- REQUIREMENTS
Reproduce the data from its start through the line containing "[(626, 464)]", both included, swapping every "Logged" for "Recorded" and leaving everything else as it is.

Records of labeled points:

________________________

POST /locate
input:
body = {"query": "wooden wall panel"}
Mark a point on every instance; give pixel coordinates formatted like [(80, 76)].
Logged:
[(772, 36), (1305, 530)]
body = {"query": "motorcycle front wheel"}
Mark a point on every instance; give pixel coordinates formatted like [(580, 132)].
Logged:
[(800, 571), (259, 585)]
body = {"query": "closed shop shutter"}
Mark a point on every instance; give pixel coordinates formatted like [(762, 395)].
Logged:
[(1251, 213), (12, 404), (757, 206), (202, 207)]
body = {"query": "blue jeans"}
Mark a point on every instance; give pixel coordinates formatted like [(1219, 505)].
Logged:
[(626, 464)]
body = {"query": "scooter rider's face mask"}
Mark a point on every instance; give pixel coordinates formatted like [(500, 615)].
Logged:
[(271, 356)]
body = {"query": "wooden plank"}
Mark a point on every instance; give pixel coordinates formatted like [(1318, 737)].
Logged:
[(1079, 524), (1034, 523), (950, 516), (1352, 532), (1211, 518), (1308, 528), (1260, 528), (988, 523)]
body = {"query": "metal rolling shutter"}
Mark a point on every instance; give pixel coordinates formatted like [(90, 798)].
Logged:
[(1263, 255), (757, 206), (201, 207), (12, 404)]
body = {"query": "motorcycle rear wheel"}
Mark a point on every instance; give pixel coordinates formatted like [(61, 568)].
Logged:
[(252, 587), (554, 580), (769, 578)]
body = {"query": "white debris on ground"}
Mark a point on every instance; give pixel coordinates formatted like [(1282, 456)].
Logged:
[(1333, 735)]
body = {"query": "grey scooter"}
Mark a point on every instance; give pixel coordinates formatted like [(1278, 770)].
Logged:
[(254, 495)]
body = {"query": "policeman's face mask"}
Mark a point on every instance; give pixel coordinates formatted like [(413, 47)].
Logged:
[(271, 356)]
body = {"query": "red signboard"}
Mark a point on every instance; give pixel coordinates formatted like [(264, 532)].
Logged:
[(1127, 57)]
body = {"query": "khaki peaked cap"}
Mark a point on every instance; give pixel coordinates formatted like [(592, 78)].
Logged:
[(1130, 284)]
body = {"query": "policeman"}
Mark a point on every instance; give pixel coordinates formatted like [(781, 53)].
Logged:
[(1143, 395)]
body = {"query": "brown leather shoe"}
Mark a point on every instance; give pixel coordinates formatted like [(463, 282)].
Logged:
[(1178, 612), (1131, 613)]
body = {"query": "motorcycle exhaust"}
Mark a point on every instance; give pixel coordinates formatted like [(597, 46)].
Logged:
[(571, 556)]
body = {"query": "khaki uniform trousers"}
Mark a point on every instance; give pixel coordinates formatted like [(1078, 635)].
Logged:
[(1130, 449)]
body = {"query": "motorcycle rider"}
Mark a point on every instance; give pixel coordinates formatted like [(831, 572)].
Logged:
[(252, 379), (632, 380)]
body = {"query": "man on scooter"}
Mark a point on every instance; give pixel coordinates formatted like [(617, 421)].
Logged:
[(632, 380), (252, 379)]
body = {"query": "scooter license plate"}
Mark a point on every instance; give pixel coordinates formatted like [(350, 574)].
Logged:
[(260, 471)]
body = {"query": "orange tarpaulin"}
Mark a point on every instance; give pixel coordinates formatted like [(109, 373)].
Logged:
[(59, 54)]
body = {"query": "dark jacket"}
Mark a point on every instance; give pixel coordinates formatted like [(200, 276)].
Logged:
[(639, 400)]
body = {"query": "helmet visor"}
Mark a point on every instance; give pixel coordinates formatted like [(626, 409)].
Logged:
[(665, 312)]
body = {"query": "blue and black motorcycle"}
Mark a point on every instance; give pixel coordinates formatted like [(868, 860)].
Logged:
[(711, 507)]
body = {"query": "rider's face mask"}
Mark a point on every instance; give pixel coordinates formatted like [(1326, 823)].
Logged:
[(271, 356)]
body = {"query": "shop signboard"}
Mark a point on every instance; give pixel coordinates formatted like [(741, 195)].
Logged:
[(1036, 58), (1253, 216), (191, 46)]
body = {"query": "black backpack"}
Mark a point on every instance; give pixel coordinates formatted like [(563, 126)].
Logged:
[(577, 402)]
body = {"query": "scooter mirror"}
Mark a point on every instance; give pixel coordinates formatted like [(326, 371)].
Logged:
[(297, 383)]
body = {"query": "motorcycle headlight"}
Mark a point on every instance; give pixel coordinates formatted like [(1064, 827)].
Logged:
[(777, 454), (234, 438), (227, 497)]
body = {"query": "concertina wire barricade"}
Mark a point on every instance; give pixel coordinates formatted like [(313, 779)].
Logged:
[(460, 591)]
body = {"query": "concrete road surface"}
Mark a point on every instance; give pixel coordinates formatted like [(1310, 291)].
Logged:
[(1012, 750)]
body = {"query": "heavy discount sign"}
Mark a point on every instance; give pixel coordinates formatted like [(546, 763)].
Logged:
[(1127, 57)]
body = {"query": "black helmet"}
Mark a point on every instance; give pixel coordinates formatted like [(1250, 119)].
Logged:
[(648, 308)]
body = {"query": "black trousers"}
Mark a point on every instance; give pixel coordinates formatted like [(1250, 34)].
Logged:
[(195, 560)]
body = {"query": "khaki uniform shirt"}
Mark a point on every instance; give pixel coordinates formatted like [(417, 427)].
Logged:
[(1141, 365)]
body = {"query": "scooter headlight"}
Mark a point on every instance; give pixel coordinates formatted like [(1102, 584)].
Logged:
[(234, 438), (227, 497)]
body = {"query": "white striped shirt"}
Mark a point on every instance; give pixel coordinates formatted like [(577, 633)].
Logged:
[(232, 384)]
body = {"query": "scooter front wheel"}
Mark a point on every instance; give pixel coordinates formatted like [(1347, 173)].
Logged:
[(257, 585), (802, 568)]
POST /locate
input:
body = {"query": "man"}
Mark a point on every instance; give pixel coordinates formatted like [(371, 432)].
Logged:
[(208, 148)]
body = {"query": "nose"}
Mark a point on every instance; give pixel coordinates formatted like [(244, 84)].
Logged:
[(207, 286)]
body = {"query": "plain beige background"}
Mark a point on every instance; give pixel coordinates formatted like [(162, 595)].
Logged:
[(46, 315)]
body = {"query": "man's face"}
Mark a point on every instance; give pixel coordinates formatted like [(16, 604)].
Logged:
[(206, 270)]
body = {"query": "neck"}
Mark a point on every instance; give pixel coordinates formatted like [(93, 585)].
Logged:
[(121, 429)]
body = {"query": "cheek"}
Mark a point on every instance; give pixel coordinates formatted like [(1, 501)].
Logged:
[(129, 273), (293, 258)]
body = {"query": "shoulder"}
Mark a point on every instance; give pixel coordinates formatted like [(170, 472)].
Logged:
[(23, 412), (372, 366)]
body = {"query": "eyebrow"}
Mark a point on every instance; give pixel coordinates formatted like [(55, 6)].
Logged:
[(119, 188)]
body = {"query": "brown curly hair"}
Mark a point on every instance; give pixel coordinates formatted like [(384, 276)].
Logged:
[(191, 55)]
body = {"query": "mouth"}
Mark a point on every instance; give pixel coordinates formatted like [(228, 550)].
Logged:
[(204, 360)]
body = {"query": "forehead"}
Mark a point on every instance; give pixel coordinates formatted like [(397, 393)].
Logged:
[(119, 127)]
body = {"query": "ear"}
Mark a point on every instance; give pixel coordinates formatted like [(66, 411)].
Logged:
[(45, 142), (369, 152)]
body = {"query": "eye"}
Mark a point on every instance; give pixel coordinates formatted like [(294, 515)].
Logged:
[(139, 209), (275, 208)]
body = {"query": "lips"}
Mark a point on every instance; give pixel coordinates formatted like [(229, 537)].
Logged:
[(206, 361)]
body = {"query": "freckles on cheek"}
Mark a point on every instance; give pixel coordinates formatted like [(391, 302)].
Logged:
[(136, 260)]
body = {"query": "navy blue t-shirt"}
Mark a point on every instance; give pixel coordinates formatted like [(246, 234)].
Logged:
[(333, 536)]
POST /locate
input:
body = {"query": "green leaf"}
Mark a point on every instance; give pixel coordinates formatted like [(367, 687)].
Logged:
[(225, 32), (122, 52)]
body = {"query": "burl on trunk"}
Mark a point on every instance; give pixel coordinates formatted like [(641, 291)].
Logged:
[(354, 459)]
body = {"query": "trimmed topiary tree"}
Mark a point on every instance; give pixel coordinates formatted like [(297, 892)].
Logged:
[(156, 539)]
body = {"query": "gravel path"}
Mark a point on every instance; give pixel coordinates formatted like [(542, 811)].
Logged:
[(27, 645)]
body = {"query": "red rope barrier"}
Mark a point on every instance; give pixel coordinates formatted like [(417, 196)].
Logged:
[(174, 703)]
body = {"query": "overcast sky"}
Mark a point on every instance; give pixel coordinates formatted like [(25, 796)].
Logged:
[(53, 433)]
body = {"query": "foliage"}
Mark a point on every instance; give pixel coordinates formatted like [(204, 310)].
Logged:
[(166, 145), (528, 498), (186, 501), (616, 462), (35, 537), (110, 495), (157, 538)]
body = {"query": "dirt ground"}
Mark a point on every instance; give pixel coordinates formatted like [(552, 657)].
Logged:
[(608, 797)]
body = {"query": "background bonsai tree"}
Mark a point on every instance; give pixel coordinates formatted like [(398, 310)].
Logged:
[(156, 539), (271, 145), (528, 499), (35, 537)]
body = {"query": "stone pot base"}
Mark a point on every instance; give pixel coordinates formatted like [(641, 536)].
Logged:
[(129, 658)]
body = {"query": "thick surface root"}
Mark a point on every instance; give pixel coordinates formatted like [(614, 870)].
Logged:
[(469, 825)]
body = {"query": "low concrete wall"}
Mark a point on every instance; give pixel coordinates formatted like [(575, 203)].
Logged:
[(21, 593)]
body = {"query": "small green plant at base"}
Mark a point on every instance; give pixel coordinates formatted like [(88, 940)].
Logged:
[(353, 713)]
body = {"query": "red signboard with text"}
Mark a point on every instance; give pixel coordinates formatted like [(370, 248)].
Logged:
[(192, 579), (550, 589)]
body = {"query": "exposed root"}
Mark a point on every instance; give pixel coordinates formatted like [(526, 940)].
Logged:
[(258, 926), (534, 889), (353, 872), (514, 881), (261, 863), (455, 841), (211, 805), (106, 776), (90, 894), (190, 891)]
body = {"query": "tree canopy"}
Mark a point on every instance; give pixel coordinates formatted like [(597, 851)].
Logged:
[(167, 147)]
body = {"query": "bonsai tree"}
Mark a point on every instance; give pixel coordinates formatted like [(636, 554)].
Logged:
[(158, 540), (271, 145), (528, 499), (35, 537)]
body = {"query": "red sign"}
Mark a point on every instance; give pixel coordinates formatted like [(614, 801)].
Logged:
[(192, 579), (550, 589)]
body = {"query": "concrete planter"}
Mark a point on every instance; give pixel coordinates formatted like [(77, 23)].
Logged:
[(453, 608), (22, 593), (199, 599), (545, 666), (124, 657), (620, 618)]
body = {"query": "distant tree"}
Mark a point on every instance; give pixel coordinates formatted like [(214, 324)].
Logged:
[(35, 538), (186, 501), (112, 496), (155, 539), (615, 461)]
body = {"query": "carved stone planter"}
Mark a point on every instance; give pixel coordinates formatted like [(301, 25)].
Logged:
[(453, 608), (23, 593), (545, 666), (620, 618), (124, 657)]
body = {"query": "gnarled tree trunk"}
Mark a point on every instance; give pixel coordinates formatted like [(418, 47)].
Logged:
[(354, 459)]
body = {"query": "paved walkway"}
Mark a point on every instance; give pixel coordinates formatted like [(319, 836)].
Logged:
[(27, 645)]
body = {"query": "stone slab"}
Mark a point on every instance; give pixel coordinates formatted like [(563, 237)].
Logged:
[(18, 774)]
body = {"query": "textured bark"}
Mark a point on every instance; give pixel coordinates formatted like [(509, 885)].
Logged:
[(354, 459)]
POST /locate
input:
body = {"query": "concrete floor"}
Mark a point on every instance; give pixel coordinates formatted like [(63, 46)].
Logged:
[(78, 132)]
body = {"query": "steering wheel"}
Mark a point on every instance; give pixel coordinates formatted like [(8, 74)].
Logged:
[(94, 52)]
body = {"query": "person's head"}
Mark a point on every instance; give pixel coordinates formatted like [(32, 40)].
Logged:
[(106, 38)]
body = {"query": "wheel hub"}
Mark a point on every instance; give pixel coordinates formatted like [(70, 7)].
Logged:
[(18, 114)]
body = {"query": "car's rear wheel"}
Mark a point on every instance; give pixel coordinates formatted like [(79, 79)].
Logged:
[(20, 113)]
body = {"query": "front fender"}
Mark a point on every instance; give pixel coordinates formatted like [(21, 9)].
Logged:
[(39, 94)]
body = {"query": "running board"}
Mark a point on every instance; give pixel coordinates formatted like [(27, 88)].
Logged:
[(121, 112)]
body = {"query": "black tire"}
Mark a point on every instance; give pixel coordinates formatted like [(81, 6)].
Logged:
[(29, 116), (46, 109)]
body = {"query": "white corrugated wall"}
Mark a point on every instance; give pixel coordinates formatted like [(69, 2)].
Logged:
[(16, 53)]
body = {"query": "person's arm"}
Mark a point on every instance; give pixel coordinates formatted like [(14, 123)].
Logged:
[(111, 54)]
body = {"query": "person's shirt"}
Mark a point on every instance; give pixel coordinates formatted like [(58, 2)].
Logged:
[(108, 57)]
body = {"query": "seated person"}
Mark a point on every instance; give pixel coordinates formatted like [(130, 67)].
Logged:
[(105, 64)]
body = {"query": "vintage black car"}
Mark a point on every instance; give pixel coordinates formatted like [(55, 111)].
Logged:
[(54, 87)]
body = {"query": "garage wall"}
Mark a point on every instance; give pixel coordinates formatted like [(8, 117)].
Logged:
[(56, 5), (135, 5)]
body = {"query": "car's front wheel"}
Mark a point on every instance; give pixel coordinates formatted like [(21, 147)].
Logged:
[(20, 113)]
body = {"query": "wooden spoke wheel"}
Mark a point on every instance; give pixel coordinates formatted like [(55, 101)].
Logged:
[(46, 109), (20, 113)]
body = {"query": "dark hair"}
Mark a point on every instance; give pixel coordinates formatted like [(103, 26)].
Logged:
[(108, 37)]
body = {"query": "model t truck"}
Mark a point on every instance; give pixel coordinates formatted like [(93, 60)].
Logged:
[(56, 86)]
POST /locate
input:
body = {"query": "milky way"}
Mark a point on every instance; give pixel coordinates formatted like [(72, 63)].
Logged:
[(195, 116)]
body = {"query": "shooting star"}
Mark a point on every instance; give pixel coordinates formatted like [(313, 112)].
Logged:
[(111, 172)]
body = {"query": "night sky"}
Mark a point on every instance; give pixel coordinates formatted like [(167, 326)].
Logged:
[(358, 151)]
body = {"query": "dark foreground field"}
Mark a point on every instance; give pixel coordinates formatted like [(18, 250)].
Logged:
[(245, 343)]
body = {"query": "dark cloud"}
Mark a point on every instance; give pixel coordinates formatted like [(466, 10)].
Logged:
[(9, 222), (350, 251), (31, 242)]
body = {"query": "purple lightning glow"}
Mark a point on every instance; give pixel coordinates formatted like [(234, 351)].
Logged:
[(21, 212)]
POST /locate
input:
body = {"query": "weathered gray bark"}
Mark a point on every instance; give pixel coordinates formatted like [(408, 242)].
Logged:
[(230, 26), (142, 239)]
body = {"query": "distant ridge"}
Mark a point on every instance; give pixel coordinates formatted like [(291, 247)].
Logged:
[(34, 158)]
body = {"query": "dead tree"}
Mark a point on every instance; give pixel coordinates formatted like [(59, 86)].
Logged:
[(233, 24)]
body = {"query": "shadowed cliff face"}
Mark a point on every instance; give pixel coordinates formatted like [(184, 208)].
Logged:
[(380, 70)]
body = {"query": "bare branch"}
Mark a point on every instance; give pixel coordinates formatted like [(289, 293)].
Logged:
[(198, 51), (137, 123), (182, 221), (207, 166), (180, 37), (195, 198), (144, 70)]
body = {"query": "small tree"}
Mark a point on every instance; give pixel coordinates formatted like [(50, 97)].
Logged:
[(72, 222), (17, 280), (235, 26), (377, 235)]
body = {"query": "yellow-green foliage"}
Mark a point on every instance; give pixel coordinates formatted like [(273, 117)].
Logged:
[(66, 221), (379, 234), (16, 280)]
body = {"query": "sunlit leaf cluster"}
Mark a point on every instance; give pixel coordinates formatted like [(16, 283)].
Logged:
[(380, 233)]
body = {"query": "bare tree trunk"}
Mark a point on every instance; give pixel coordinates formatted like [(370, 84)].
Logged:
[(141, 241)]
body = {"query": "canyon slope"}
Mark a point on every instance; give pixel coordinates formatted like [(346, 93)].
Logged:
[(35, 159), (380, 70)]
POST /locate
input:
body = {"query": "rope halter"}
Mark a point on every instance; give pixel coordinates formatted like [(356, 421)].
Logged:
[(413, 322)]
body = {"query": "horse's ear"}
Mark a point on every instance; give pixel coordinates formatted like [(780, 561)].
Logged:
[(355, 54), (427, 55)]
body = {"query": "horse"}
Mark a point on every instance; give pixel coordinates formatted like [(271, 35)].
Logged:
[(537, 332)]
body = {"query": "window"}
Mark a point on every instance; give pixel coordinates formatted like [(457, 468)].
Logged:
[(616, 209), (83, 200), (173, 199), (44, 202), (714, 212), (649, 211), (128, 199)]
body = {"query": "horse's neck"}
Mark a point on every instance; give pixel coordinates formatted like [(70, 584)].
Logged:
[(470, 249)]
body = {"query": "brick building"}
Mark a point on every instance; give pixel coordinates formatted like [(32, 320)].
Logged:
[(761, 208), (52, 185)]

________________________

- FINAL ANSWER
POST /locate
input:
body = {"query": "wooden wall panel"}
Mark a point on every instance; give pixel coordinates formatted like [(80, 76)].
Recorded:
[(772, 36), (1305, 530)]
body = {"query": "motorcycle front wheel"}
Mark a point on every instance; give pixel coordinates formatted like [(580, 132)].
Recorded:
[(800, 571), (259, 585)]
body = {"query": "closed shop shutter"}
Mark a point on every instance; give pixel coordinates formatted like [(762, 395)].
Recorded:
[(1251, 213), (12, 404), (757, 206), (202, 207)]
body = {"query": "blue jeans"}
Mark a point on every instance; give pixel coordinates formatted like [(1219, 505)].
Recorded:
[(626, 464)]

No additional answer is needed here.